-- Start of Records shown --

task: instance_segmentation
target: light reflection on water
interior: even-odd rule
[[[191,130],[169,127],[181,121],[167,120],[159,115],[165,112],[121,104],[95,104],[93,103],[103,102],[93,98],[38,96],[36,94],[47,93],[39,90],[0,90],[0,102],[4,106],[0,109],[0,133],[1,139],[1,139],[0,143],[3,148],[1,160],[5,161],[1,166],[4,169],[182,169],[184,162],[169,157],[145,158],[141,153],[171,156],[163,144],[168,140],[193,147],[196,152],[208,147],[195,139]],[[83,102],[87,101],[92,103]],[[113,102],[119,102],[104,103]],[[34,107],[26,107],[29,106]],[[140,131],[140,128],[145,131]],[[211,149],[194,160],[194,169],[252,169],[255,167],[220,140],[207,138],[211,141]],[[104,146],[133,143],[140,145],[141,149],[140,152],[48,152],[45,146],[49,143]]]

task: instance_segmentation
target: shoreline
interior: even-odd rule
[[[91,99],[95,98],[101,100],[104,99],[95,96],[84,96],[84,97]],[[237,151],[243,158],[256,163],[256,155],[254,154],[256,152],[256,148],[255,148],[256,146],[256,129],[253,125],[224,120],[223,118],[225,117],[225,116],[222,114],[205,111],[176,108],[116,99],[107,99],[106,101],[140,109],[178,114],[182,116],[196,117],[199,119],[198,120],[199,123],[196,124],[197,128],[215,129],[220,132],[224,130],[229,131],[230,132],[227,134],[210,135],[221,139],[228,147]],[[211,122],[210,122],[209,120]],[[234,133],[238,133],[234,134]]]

-- End of Records shown --

Reproduce the data above line for line, with every character unchanged.

task: instance_segmentation
target: light reflection on water
interior: even-odd rule
[[[191,130],[169,127],[181,121],[167,120],[159,115],[165,112],[121,104],[95,104],[93,103],[103,102],[93,98],[38,96],[36,94],[47,93],[39,90],[0,90],[0,102],[4,106],[0,109],[0,133],[1,139],[1,139],[0,143],[3,148],[1,160],[5,161],[1,166],[4,169],[182,169],[184,162],[169,157],[145,158],[141,153],[171,156],[163,144],[168,140],[193,147],[196,152],[208,147],[195,139]],[[83,102],[87,101],[92,103]],[[113,102],[119,102],[104,103]],[[34,107],[26,107],[29,106]],[[140,131],[140,128],[145,131]],[[211,149],[194,160],[194,169],[252,169],[255,167],[220,140],[207,138],[211,141]],[[104,146],[133,143],[140,145],[141,149],[140,152],[48,152],[45,146],[49,143]]]

task: instance_segmentation
target: shoreline
interior: even-odd rule
[[[91,99],[95,98],[101,100],[104,99],[95,96],[84,96],[84,97]],[[237,151],[243,158],[256,163],[256,155],[254,154],[256,152],[256,148],[255,148],[256,146],[256,129],[253,125],[224,120],[223,118],[225,117],[225,116],[222,114],[205,111],[176,108],[116,99],[107,99],[106,101],[140,109],[178,114],[182,116],[196,117],[199,119],[198,120],[199,123],[196,124],[197,128],[215,129],[220,132],[224,130],[229,131],[230,132],[227,134],[210,135],[221,139],[228,147]],[[211,122],[210,122],[209,120]],[[234,133],[238,133],[234,134]]]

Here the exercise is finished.